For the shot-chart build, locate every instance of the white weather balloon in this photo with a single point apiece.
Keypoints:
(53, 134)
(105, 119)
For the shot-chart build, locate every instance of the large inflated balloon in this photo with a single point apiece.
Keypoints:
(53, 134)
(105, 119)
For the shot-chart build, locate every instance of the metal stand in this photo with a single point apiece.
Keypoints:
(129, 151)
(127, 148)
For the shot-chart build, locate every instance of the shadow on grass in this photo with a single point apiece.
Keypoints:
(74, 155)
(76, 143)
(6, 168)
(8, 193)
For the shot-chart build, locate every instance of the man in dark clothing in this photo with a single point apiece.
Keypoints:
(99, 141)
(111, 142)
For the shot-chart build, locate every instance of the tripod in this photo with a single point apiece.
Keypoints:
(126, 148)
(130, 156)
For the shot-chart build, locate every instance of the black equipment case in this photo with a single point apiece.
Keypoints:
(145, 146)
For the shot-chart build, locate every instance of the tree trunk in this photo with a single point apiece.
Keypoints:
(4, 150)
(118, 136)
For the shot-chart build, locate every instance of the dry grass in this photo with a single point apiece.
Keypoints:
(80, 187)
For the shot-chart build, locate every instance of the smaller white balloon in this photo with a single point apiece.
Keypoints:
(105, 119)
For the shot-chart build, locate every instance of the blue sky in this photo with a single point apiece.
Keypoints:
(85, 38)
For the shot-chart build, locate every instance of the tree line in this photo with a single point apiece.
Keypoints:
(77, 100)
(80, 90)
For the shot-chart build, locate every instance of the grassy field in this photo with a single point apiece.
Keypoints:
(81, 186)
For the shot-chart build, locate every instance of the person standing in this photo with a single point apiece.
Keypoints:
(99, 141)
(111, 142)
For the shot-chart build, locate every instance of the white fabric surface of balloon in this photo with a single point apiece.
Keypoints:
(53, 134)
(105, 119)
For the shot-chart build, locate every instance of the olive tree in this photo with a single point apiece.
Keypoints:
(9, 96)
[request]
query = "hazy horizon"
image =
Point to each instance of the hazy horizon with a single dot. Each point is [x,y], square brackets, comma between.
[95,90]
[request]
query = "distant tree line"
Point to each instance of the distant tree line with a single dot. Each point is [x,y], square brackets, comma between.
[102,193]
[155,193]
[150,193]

--

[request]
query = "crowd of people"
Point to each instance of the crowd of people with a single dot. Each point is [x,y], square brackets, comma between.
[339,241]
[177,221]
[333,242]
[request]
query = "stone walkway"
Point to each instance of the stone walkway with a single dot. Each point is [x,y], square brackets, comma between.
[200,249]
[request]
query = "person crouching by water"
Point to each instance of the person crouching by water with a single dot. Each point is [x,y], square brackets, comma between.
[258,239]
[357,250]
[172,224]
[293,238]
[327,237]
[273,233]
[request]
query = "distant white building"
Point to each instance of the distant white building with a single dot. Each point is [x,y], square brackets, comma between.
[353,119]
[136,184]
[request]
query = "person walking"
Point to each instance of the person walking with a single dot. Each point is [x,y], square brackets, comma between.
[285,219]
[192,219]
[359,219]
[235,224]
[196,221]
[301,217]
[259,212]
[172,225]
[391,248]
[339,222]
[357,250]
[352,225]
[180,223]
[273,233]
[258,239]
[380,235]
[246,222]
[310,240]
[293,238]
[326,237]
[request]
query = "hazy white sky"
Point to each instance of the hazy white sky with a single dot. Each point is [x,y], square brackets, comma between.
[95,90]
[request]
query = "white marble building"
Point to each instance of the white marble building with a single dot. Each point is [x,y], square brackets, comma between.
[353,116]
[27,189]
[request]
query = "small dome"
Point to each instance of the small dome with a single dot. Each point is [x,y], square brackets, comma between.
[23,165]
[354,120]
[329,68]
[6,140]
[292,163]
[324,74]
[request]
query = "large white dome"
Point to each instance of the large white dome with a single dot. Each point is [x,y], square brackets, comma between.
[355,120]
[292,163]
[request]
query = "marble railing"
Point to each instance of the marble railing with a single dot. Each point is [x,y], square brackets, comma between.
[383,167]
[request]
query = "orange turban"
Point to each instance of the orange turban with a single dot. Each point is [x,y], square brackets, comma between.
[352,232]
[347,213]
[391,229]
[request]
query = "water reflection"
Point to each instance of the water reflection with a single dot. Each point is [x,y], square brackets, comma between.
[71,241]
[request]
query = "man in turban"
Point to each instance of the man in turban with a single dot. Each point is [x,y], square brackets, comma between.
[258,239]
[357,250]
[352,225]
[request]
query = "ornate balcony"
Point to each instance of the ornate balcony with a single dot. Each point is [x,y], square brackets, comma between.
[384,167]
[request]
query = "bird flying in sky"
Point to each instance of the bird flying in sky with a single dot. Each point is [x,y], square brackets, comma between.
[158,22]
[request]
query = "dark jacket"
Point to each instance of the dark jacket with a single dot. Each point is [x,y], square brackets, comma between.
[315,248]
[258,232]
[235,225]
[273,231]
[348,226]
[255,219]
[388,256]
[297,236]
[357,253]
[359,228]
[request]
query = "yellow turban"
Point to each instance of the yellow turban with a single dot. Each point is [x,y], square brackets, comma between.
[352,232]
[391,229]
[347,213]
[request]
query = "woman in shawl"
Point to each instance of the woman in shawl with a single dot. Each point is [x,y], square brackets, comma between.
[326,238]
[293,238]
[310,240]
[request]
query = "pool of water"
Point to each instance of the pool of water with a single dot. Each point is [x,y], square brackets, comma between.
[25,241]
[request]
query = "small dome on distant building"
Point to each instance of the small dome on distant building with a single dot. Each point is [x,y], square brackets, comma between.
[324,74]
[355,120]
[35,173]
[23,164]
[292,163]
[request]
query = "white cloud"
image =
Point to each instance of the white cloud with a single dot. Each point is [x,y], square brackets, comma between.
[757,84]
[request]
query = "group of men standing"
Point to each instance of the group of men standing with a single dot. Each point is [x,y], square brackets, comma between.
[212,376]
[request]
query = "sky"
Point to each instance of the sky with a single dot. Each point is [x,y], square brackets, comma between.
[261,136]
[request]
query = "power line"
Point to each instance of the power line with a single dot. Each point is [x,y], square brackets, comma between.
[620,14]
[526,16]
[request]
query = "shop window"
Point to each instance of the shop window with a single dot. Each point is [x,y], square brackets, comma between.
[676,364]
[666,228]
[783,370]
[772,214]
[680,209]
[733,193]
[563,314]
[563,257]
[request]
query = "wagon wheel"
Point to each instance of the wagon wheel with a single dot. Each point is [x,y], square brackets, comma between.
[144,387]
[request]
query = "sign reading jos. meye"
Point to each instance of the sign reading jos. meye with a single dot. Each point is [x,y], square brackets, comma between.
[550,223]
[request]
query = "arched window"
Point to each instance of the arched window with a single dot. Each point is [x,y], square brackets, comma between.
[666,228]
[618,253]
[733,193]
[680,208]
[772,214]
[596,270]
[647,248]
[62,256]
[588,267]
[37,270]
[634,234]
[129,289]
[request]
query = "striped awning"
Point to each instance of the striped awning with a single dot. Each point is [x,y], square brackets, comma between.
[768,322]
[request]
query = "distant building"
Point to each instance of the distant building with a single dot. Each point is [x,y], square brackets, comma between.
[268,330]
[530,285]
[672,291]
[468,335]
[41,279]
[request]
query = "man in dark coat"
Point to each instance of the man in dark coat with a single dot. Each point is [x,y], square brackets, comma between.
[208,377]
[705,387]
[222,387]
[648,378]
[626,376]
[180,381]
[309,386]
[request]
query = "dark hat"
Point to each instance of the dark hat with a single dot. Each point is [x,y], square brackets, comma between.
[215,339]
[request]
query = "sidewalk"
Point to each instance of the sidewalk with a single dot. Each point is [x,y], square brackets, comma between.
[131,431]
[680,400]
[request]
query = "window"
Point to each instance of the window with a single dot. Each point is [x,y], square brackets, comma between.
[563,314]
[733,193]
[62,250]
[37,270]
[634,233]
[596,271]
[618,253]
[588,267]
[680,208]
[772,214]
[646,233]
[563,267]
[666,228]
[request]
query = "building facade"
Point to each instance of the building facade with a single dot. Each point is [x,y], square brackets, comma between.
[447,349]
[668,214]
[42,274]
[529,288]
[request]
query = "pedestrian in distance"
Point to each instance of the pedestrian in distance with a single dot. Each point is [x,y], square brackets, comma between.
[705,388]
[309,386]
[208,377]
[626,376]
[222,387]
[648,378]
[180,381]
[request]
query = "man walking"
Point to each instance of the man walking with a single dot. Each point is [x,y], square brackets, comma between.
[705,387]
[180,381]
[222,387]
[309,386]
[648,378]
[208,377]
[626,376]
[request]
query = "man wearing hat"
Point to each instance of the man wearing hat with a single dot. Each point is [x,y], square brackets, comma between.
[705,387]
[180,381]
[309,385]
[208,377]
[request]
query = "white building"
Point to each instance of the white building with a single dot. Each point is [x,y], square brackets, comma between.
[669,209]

## Try it
Please give back exactly the lines of this listing beginning at the line with "For the shot-chart build, locate every instance of the black" and ending with the line with "the tree trunk", both included, and nothing else.

## Answer box
For the shot-chart build, locate every instance of the black equipment case in this photo with a single point apiece.
Keypoints:
(145, 146)
For the shot-chart build, locate every instance of the tree trunk in this photo with a single point apiece.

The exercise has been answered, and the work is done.